Reproduce verbatim the part of the records that opens with the line containing "task: provide the segmentation of the blurred yellow" and closes with the final line of the records, including both of those lines.

++++ Record extracts

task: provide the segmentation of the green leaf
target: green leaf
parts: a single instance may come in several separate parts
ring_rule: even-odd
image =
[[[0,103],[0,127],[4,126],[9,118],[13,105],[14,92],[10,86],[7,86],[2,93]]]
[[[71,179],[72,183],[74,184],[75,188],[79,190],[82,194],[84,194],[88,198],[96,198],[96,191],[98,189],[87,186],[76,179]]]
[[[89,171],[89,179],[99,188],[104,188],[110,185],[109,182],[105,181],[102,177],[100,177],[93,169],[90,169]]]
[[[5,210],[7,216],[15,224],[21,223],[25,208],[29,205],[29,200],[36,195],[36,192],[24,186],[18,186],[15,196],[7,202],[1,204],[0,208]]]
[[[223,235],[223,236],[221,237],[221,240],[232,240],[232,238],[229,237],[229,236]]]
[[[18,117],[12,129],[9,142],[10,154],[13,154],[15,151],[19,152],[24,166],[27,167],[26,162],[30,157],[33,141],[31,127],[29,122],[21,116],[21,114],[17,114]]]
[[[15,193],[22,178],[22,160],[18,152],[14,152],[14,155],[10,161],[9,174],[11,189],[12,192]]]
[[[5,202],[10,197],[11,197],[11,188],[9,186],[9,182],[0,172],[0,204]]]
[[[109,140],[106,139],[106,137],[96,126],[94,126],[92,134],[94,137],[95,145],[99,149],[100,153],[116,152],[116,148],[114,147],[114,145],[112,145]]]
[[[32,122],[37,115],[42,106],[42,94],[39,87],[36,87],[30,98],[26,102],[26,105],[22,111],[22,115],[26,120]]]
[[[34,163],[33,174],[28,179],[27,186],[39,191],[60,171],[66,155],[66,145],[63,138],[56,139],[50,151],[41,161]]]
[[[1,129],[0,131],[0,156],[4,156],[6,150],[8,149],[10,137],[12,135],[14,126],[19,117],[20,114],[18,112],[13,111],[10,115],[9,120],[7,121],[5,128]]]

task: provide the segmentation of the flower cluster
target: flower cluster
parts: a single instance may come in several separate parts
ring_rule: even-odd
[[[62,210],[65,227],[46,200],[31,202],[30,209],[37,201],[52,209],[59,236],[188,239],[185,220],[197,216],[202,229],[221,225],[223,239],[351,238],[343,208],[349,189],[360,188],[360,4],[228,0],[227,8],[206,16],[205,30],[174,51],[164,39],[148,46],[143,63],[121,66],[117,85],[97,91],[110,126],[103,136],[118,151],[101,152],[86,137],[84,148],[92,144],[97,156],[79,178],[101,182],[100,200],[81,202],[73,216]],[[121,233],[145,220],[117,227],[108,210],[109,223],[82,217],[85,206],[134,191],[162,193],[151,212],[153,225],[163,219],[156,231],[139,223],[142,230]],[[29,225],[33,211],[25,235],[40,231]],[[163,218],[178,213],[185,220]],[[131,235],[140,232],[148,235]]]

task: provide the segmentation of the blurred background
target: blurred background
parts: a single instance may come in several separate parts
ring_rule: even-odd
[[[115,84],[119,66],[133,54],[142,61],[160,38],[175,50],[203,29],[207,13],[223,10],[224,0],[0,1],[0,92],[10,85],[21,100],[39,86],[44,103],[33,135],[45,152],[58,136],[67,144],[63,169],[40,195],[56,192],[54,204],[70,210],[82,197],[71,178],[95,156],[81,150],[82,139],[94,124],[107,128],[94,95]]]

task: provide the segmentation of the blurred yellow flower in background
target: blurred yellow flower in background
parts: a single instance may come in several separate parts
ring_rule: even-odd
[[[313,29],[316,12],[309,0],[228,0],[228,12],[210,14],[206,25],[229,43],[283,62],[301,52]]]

++++++++

_Problem solution_:
task: provide the segmentation of the blurred yellow flower in background
target: blurred yellow flower in background
parts: a single instance may come in several separate parts
ring_rule: even-odd
[[[313,29],[316,12],[309,0],[228,0],[228,12],[210,14],[206,25],[229,43],[283,62],[301,52]]]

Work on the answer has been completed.